(Aim of the exercise): Locate every row below that contains the word "wooden", and copy each of those rows in full.

(Dataset rows):
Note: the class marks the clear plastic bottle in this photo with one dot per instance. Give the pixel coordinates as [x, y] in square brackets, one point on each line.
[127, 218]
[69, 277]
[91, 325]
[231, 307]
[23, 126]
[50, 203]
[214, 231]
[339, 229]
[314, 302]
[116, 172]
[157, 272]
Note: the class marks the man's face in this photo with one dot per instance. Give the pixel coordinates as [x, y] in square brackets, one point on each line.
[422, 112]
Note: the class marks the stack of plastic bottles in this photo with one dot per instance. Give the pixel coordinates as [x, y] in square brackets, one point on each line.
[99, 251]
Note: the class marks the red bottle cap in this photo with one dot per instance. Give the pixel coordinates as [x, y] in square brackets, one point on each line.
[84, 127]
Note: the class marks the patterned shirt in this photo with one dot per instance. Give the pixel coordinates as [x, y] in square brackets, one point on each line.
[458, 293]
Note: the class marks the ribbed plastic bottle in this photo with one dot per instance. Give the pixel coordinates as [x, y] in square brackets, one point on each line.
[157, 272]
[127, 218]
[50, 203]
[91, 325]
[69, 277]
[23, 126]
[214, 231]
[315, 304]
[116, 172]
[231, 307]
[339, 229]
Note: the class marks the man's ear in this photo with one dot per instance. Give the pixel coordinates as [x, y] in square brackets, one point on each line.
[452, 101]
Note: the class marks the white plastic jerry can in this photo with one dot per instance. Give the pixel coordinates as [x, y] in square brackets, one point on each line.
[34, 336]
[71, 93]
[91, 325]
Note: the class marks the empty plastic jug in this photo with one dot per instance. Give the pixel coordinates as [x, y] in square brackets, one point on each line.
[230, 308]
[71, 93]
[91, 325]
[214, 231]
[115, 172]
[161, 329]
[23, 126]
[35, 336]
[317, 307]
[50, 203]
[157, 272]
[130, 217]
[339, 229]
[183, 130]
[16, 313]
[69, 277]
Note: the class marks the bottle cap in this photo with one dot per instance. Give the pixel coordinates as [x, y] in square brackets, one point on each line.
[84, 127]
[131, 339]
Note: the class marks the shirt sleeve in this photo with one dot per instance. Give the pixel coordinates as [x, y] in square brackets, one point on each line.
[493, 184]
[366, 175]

--

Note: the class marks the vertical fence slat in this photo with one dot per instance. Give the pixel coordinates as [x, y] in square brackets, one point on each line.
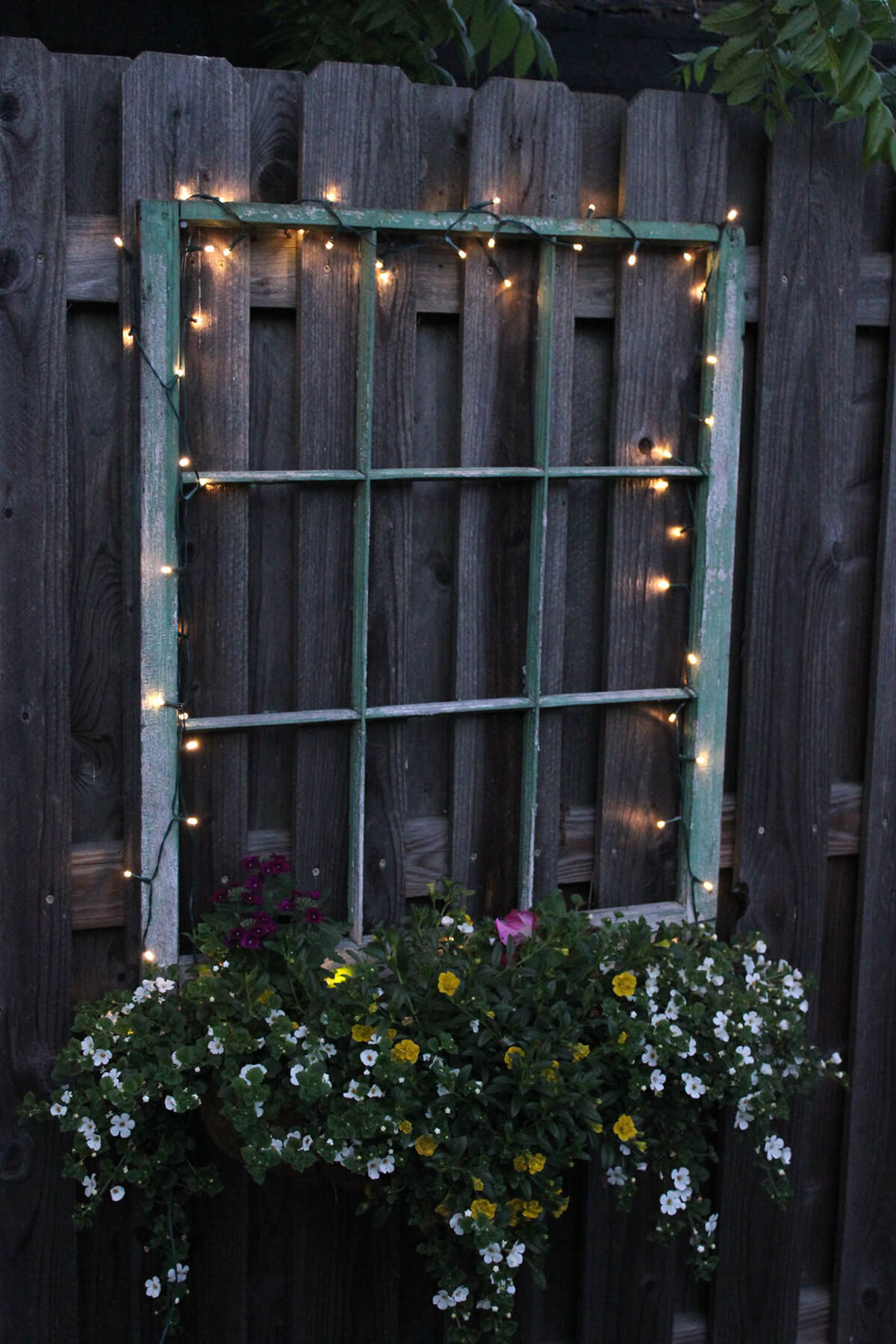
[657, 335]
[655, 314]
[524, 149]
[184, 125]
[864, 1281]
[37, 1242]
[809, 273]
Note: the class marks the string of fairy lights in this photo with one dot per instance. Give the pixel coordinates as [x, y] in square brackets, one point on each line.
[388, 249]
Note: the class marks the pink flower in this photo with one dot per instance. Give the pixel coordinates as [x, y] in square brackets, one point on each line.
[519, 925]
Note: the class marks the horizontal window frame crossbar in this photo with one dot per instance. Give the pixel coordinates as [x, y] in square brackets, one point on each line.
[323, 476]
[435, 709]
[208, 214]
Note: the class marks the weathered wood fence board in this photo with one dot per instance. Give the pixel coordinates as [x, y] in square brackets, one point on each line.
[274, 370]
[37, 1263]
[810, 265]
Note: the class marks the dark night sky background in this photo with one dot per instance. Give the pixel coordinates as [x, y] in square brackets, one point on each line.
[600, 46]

==

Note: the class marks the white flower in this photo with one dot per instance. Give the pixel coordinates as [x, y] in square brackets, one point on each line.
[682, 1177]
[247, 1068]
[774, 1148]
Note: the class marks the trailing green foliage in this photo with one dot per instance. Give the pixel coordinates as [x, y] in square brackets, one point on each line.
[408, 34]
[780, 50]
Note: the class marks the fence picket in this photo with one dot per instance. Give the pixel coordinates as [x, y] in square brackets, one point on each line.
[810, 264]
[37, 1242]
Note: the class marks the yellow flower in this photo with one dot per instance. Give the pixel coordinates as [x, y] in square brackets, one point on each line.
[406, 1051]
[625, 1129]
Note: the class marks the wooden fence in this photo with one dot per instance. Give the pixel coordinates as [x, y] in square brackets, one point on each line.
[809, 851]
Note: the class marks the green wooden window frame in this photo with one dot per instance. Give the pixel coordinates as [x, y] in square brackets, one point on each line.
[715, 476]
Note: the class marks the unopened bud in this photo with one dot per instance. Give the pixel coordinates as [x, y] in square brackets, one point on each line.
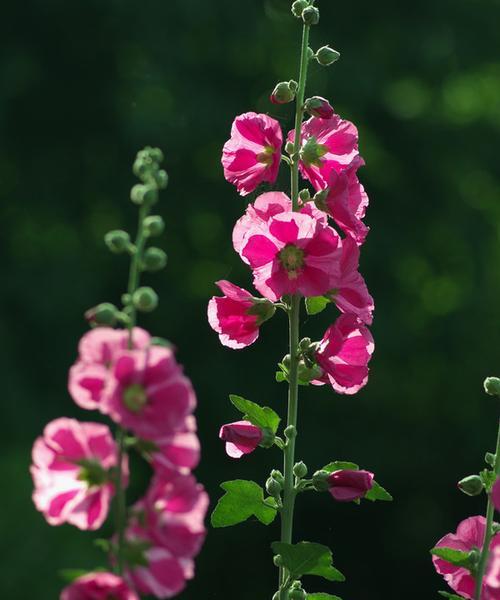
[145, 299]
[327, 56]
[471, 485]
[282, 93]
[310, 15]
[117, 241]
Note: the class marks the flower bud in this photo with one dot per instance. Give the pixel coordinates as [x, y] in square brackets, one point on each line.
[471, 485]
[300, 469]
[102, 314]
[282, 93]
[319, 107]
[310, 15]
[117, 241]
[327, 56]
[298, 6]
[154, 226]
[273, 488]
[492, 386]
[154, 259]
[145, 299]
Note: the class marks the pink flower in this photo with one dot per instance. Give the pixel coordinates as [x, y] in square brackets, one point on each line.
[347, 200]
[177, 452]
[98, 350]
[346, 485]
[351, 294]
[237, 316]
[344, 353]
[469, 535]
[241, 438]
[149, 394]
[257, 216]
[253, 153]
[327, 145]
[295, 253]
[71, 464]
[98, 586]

(Problem solution):
Note: the class marks the wooden fence in this photo with one dot per instance. Give the pixel coordinates as [x, y] in square brackets, one point on each line.
Note: the class marks the green wooden window frame in this photo with one dot per instance. Give the pixel coordinates as [x, y] in square brackets, one point on each line.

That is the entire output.